### GIVEN INSTRUCTION 1
Answer these questions about the abstract listing on precipitation-product errors, one line each, marked (a) to (c):
(a) In which department is Wouter Dorigo listed?
(b) Under which license is the work distributed?
(c) On what date was EGU2020-3462 updated?
### GIVEN INSTRUCTION 2
Summarize the abstract listing on precipitation-product errors in two sentences.
### GIVEN INSTRUCTION 3
Write the next part of the abstract listing on precipitation-product errors, picking up after its final line.

### TEXT
>> Start

EGU2020-3462, updated on 12 Jun 2020
https://doi.org/10.5194/egusphere-egu2020-3462
EGU General Assembly 2020
© Author(s) 2020. This work is distributed under
the Creative Commons Attribution 4.0 License.

Error assessment of precipitation products based on the elevations and extreme events

Ehsan Sharifi1, Wouter Dorigo2, and Josef Eitzinger3
Ehsan Sharifi et al.
  • 1Hydrology Section, GFZ German Research Center for Geosciences, Potsdam, Germany (ehsan.sharifi@gfz-potsdam.de)
  • 2Department of Geodesy and Geo-Information, Vienna University of Technology (TU-Wien), Vienna, Austria (wouter.dorigo@geo.tuwien.ac.at )
  • 3Department of Meteorology and Climatology, University of Natural Resources and Life Sciences (BOKU), Vienna, Austria (josef.eitzinger@boku.ac.at)

>> End

### ENTRIES
>> Start

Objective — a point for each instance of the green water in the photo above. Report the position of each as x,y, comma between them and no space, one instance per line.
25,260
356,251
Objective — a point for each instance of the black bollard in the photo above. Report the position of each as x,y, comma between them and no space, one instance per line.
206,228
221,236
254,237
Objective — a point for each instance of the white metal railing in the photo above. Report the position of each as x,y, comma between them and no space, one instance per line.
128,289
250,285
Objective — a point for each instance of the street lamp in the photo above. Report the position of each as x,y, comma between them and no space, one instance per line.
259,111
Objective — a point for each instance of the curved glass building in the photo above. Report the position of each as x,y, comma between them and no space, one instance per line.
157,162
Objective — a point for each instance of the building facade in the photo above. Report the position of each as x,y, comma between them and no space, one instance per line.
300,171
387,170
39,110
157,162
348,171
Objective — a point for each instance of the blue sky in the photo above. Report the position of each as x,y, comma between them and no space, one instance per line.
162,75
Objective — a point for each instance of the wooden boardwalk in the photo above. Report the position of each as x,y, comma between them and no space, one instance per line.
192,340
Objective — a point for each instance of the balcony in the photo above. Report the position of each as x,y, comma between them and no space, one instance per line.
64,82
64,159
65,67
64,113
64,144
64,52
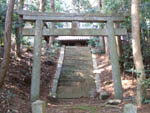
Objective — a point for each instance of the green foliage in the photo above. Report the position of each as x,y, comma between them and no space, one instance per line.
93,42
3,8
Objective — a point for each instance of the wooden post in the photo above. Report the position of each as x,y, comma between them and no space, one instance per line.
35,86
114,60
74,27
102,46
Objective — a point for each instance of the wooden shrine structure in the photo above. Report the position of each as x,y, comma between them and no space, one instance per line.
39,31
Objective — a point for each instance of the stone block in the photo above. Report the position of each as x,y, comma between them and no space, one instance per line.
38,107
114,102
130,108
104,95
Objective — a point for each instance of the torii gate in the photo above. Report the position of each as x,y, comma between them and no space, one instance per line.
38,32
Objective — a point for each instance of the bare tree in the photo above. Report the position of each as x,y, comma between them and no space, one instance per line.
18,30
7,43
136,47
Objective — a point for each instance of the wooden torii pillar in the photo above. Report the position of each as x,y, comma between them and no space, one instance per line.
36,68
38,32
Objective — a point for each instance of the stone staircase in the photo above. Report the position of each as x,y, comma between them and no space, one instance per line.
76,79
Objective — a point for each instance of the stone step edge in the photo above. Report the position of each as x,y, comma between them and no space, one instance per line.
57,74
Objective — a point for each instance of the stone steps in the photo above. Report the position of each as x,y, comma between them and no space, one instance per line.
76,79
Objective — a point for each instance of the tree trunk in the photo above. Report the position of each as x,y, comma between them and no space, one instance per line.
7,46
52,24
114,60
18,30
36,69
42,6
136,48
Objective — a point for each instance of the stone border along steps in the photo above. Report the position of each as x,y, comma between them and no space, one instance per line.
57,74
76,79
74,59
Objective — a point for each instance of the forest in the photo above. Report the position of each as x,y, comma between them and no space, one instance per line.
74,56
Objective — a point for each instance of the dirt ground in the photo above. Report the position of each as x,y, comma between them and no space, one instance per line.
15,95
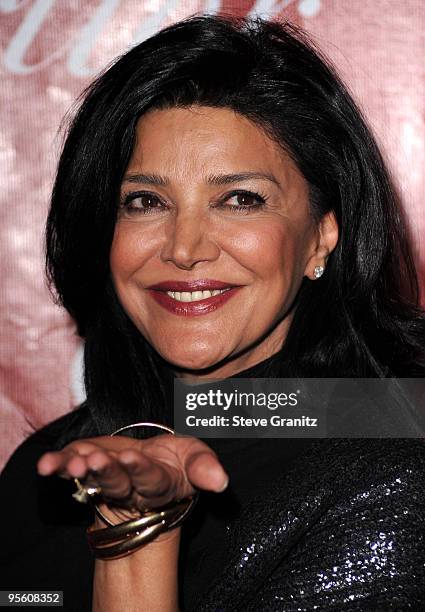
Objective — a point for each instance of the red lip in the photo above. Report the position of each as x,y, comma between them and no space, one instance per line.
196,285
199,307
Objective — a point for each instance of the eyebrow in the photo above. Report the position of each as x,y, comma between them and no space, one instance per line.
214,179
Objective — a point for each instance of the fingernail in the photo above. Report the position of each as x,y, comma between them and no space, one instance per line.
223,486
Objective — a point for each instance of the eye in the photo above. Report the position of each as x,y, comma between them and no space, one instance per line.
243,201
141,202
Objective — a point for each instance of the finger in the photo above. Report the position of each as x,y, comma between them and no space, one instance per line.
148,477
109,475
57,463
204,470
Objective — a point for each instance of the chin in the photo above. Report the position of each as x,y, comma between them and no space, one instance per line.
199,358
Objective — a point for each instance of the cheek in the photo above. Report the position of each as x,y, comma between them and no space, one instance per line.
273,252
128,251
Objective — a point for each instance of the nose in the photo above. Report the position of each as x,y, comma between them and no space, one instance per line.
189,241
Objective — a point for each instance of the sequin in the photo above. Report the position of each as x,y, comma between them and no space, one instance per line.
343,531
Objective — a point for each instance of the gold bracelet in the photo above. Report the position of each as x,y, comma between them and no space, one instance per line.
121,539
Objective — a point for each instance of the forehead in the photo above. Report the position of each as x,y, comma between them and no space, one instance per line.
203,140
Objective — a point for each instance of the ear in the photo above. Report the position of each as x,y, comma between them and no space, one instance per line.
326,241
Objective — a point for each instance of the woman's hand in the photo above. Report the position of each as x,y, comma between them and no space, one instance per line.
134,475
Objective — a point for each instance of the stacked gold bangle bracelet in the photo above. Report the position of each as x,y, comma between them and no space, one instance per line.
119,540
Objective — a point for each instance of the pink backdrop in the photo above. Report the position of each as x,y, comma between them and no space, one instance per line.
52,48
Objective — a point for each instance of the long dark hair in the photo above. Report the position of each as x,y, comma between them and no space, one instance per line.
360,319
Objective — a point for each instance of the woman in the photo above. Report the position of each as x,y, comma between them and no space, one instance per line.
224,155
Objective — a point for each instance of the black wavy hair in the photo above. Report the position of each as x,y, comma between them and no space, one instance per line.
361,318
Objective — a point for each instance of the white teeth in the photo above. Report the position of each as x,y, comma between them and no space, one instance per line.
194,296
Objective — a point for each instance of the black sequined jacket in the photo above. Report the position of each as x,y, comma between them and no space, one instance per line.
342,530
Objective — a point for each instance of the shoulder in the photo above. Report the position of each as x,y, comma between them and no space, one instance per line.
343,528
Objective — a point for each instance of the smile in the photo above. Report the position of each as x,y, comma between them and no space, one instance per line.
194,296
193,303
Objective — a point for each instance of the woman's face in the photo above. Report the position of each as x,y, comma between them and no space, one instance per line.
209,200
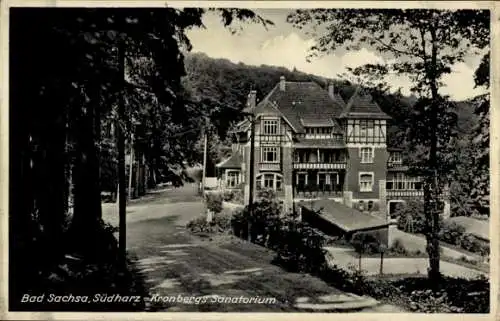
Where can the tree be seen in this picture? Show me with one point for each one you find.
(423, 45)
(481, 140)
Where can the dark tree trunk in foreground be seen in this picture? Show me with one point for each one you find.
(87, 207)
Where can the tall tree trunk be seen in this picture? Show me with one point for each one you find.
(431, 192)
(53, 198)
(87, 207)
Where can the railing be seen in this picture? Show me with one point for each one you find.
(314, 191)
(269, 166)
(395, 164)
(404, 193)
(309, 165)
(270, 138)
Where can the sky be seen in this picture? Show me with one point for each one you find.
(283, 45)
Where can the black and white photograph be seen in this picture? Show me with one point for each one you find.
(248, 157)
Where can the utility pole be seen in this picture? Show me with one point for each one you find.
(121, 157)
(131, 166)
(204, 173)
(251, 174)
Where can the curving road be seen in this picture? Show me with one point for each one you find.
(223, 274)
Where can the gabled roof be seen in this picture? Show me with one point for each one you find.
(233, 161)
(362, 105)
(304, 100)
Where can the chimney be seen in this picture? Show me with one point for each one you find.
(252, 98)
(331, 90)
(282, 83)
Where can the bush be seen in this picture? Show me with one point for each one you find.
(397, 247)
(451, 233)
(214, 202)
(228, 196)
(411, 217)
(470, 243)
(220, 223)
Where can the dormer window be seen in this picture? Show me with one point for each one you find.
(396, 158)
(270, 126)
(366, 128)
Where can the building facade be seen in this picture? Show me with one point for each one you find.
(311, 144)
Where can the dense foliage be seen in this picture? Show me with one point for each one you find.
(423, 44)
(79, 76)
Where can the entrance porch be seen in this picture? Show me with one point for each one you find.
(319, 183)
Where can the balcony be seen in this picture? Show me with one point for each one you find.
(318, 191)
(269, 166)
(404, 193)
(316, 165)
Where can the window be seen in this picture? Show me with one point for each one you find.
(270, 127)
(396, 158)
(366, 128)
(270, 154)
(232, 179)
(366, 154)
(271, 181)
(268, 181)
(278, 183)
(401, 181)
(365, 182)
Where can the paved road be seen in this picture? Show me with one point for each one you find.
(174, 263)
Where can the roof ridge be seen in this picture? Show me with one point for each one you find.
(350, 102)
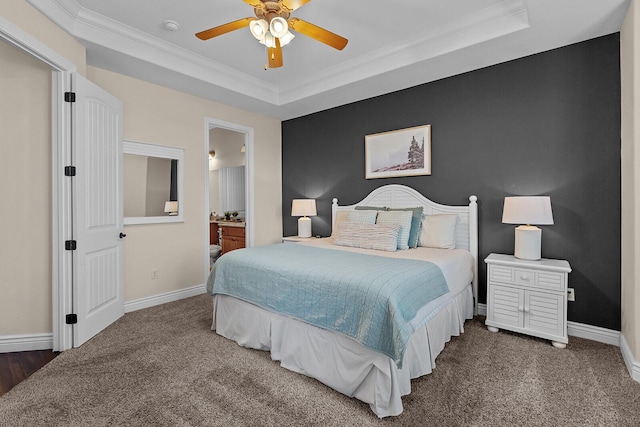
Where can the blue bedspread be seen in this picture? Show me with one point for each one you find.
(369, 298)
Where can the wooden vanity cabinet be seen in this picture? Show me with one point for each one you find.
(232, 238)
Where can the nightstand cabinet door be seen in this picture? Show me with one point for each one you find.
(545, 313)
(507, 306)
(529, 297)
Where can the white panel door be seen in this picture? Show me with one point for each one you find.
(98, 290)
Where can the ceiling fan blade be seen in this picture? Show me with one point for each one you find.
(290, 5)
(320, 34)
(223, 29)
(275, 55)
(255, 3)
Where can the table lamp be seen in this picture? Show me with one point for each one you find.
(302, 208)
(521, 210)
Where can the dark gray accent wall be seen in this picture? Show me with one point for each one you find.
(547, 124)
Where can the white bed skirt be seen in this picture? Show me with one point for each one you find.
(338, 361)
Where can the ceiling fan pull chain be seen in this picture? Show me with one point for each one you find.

>> End
>> Start

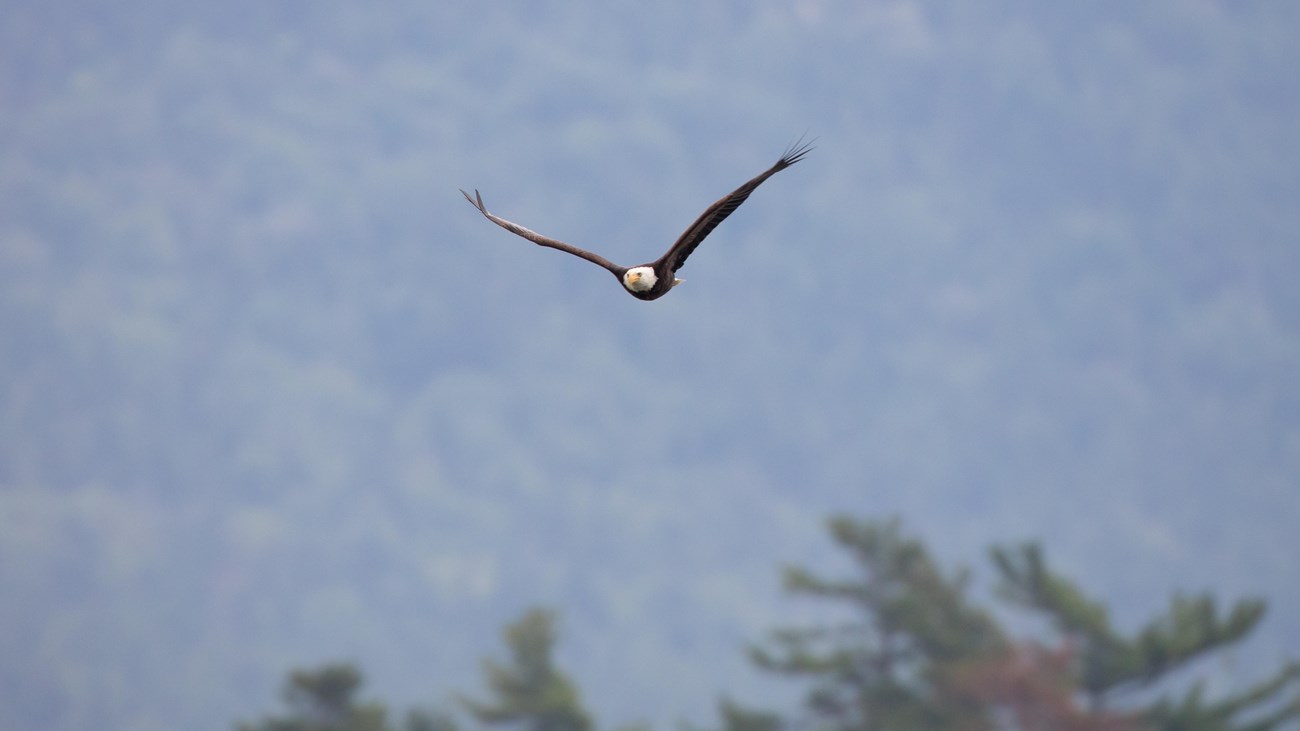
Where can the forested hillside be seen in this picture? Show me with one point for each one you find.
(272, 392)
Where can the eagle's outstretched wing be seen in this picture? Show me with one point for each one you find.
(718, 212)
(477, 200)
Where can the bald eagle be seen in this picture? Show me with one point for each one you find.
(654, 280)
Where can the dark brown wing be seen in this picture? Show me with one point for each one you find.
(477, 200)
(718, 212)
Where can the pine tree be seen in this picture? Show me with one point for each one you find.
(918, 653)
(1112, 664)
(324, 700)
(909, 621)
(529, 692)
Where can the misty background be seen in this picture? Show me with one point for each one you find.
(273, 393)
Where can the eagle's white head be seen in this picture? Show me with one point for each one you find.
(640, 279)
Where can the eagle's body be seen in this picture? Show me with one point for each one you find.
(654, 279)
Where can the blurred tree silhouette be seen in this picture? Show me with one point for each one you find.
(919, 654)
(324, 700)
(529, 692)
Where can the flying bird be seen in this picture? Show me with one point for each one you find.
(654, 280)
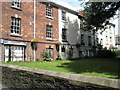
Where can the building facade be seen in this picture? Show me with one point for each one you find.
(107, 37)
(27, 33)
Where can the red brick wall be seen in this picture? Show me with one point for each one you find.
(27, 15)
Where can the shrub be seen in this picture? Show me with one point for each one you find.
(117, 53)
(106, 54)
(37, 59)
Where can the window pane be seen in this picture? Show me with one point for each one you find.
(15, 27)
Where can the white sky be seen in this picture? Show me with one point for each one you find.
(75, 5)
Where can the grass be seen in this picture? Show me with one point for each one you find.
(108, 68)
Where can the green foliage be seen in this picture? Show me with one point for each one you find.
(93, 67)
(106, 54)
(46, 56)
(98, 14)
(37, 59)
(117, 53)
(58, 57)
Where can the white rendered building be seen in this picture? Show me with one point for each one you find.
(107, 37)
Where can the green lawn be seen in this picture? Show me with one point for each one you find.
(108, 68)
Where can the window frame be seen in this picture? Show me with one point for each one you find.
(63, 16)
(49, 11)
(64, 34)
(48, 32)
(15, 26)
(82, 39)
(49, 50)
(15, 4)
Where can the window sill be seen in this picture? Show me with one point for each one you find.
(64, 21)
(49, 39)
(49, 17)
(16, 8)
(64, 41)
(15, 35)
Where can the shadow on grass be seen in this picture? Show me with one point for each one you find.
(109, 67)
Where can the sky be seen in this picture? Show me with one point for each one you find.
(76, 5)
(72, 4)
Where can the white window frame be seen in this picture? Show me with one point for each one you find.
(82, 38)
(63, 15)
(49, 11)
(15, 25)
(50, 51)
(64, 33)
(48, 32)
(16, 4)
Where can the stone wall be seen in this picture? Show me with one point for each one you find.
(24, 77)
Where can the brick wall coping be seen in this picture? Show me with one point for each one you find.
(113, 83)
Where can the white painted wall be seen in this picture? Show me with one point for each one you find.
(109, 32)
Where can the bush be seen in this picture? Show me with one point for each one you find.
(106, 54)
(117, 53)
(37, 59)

>> End

### RESULT 1
(a) The Department of Geodesy and Geo-Information, Vienna University of Technology (TU-Wien), Vienna, Austria.
(b) The Creative Commons Attribution 4.0 License.
(c) 12 Jun 2020.

### RESULT 2
EGU2020-3462, presented at the EGU General Assembly 2020, is titled "Error assessment of precipitation products based on the elevations and extreme events" and is distributed under the Creative Commons Attribution 4.0 License. Its authors are Ehsan Sharifi of the GFZ German Research Center for Geosciences in Potsdam, Wouter Dorigo of the Vienna University of Technology, and Josef Eitzinger of the University of Natural Resources and Life Sciences in Vienna.

### RESULT 3
Accurate precipitation measurement is crucial for hydrological modeling and weather forecasting. During the last decade, considerable progress has been made in satellite-based precipitation products that could be a potential source as inputs in hydro-meteorological and agricultural models, which are essential especially over the mountains area or in basins where ground gauges are generally sparse or nonexistent. This study comprehensively examined the performance of several newly released precipitation products, i.e., MSWEP-V2.2, IMERG-V05B, IMERG-V06A, IMERG-V05-RT, ERA5, and SM2RAIN-ASCAT, with emphasis on their performance based on elevation and extreme events. The analysis has been conducted at daily time-scales over Austria for the period June 2014–December 2015, using a dense network of gauges (882 stations) as a reference. Since Austria characterized by complex terrain and a big difference in altitude over the country, the annual mean precipitation range significantly varies with elevation and climate conditions. Therefore, the microclimate can be created due to rapid changes in elevation which cause obstruct the air mass movement or this rapid changes in elevation can cause the updraft of the air mass over the mountains to create orographic rainfall.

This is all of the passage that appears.